● **Input data**
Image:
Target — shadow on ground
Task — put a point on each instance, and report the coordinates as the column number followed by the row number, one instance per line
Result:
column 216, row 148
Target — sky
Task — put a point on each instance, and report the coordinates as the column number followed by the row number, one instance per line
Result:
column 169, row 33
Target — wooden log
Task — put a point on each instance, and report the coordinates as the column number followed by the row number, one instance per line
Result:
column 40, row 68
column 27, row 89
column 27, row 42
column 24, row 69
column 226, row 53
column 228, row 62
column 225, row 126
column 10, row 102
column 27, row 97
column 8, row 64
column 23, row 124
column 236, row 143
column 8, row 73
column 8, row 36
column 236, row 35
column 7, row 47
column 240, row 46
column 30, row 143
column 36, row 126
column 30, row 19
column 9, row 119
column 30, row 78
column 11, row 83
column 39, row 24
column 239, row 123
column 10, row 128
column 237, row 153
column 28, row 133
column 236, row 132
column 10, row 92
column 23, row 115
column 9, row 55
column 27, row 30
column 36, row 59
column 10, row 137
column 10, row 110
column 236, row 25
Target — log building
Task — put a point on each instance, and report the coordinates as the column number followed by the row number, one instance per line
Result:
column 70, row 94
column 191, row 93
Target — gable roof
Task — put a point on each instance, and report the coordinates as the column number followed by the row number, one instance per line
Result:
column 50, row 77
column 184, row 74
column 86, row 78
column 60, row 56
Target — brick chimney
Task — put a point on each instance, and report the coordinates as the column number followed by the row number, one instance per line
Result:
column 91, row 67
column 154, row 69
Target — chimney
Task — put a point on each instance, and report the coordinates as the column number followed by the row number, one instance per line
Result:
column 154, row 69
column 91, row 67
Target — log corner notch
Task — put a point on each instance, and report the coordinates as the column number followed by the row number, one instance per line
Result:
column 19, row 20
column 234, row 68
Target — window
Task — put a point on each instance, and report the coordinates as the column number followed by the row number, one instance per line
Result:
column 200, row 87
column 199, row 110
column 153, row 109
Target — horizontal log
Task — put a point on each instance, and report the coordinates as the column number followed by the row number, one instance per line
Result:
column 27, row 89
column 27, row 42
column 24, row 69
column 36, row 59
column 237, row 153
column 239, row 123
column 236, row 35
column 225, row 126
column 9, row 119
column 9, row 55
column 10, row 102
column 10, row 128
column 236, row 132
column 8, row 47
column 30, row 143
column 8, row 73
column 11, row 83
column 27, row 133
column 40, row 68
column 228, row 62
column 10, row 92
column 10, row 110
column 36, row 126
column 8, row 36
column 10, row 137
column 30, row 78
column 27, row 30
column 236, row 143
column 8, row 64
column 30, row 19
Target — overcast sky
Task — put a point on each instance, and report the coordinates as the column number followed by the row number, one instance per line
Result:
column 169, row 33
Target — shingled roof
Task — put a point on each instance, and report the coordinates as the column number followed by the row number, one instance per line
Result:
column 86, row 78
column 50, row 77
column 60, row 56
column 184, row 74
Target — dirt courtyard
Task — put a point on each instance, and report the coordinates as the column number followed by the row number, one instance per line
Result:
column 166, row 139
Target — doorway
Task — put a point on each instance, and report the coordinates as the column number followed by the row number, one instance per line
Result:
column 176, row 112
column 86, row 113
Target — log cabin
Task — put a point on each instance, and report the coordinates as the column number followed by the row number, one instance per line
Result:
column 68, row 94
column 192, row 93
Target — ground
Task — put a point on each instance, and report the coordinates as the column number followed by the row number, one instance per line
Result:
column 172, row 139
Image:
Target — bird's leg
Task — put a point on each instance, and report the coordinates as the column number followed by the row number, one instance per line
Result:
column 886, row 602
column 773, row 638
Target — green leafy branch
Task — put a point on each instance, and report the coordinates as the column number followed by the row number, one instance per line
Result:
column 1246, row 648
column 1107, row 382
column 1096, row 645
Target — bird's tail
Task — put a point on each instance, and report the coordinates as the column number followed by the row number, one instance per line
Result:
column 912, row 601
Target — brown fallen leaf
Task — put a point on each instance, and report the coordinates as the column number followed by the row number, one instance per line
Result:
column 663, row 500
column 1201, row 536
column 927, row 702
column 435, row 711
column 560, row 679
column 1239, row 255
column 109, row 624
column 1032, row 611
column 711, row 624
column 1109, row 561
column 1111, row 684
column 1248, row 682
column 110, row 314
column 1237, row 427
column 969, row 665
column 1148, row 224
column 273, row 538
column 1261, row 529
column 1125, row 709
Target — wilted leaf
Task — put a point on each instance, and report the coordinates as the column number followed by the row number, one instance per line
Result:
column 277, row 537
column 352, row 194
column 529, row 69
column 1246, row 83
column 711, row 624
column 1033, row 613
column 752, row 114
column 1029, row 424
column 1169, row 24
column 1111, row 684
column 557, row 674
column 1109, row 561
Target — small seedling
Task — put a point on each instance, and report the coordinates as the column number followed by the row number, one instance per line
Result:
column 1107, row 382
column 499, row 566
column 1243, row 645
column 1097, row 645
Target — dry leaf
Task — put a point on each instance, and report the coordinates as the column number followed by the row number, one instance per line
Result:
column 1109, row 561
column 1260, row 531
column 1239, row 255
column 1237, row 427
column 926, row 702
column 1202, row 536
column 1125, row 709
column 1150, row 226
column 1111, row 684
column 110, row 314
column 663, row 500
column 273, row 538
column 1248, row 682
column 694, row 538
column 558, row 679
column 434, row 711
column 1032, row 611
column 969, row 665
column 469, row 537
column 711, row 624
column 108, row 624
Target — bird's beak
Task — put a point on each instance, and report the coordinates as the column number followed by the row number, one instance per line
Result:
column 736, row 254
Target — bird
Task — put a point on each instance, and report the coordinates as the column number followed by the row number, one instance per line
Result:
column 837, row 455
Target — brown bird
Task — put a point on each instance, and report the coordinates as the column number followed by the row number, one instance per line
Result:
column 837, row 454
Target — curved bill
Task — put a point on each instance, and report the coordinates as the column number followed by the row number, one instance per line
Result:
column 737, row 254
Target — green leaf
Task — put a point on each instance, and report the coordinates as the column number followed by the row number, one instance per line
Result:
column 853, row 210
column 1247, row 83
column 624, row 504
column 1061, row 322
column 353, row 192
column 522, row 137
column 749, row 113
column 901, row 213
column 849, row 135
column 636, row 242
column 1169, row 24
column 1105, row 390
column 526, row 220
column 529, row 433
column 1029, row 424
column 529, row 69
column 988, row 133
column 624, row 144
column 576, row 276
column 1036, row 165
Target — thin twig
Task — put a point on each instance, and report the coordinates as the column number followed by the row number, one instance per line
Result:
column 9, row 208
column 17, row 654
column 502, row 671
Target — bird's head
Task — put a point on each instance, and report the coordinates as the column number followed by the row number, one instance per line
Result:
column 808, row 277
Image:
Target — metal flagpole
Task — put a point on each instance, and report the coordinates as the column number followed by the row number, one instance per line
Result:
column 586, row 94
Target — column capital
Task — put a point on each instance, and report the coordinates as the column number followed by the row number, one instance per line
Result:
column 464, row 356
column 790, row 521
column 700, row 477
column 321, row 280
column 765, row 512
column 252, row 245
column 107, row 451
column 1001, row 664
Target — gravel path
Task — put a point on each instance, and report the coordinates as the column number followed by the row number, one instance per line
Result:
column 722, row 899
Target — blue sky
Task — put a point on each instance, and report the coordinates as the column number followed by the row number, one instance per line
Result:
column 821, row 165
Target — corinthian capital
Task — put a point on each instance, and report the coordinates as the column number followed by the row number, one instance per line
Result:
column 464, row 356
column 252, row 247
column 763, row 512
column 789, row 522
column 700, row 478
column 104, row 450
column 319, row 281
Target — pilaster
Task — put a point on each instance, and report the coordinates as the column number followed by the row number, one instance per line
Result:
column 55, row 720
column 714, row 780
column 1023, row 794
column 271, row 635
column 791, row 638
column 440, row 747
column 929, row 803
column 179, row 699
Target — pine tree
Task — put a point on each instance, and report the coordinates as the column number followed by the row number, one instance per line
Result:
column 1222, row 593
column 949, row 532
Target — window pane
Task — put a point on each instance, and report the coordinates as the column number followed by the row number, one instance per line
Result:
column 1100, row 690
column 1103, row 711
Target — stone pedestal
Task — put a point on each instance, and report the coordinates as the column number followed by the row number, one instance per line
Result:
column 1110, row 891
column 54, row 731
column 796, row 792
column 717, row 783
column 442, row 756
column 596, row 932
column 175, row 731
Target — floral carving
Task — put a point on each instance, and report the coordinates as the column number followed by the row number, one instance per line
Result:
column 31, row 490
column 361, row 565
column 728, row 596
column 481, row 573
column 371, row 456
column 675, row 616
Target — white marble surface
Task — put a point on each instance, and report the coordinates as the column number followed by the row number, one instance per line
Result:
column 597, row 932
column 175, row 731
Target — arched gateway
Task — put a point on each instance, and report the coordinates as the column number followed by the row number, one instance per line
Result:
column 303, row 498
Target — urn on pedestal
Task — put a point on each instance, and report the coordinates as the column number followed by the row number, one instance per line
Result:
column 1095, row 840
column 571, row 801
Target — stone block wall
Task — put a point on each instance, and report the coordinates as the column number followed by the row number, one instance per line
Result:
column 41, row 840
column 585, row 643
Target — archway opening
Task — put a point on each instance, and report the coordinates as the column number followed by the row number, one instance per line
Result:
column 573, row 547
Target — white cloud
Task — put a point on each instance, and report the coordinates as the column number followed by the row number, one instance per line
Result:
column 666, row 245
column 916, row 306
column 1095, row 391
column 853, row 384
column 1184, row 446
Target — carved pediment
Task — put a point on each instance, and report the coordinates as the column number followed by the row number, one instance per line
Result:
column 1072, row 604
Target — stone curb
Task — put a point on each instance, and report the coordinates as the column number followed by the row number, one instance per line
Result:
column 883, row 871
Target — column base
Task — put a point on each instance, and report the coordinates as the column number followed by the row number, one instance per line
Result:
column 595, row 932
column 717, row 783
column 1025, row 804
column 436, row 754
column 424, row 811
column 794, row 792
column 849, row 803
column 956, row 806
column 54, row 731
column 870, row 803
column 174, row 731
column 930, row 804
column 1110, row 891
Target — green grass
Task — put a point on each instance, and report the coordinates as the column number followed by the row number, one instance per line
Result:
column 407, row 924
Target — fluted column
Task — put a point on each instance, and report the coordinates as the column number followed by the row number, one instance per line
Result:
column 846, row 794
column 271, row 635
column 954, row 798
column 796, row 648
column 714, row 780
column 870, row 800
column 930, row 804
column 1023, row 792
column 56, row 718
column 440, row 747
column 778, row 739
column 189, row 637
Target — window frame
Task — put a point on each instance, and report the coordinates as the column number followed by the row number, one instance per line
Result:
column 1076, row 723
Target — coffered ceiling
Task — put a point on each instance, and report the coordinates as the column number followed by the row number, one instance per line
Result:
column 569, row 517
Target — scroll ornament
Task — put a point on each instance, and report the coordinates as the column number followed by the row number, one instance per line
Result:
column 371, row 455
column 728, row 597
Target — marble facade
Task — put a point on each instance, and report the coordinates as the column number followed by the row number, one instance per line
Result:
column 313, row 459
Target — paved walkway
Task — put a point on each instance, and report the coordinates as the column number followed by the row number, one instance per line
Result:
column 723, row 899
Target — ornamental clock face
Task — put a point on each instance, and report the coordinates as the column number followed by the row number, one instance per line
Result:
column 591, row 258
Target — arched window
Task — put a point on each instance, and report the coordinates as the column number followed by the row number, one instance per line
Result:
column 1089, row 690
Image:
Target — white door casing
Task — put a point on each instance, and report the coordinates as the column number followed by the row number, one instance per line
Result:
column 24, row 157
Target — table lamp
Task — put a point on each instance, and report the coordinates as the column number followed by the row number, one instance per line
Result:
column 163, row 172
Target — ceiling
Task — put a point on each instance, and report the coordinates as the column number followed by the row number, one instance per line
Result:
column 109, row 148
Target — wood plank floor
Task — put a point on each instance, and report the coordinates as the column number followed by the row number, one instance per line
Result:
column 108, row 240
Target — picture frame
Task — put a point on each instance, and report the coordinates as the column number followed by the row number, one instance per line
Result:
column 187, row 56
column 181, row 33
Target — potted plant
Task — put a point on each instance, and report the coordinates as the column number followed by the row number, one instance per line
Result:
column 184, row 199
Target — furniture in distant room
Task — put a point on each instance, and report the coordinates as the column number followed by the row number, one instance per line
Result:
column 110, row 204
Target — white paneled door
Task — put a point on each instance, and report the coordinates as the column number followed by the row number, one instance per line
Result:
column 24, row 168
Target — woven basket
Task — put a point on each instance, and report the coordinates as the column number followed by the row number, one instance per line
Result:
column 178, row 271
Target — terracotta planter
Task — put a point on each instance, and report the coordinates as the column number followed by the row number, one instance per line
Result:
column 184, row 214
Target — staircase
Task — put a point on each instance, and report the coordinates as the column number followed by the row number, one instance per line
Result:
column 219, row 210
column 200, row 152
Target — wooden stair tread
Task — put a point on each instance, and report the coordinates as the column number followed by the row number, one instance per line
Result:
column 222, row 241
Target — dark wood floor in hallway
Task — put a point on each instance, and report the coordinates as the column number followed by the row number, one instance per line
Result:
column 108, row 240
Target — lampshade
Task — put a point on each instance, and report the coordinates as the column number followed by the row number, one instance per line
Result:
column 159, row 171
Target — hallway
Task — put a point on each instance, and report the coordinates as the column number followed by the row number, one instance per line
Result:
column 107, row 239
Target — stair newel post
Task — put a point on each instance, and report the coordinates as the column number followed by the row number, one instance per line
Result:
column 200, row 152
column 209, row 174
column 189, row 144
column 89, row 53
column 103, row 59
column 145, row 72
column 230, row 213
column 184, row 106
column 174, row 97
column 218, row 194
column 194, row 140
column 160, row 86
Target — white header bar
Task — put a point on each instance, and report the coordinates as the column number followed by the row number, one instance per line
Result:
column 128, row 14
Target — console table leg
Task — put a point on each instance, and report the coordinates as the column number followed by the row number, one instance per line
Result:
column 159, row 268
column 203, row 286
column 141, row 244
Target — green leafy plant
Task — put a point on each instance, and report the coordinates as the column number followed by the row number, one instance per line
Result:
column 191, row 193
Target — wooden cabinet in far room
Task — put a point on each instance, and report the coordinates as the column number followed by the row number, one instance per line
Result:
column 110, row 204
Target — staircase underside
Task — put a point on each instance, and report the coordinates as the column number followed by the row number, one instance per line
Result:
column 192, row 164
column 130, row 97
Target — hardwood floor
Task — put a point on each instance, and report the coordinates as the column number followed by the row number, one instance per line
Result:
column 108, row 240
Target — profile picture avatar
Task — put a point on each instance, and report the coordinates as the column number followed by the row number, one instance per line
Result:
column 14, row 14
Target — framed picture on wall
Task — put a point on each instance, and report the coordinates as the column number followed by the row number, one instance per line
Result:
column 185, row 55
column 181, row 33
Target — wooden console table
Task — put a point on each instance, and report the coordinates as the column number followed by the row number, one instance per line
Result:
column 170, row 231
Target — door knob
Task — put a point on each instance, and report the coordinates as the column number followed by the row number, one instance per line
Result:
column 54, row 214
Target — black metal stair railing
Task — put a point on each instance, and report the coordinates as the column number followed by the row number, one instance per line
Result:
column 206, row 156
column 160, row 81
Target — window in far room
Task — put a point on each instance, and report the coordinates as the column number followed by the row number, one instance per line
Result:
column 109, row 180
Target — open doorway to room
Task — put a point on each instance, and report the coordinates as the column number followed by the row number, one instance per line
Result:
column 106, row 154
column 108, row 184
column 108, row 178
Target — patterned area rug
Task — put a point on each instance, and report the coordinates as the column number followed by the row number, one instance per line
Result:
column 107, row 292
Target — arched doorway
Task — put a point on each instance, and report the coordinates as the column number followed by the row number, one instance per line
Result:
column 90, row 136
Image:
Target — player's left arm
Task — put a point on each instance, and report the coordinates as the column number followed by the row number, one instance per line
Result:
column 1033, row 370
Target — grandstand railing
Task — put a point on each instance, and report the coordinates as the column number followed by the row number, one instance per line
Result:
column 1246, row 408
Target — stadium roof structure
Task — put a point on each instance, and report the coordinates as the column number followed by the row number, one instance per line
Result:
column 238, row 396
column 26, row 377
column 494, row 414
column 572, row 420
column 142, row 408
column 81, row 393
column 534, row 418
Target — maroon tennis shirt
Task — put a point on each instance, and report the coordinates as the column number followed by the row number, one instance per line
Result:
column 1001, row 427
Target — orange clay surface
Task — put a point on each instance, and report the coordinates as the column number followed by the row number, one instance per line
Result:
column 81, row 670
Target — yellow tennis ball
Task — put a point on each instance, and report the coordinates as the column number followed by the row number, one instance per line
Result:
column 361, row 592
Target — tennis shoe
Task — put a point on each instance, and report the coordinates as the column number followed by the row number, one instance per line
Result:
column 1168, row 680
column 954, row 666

● **Directions for this task**
If a line in the records above contains the word "picture", copy it.

● **Response to the exercise**
Target — picture frame
Target — profile picture avatar
Target — framed picture on wall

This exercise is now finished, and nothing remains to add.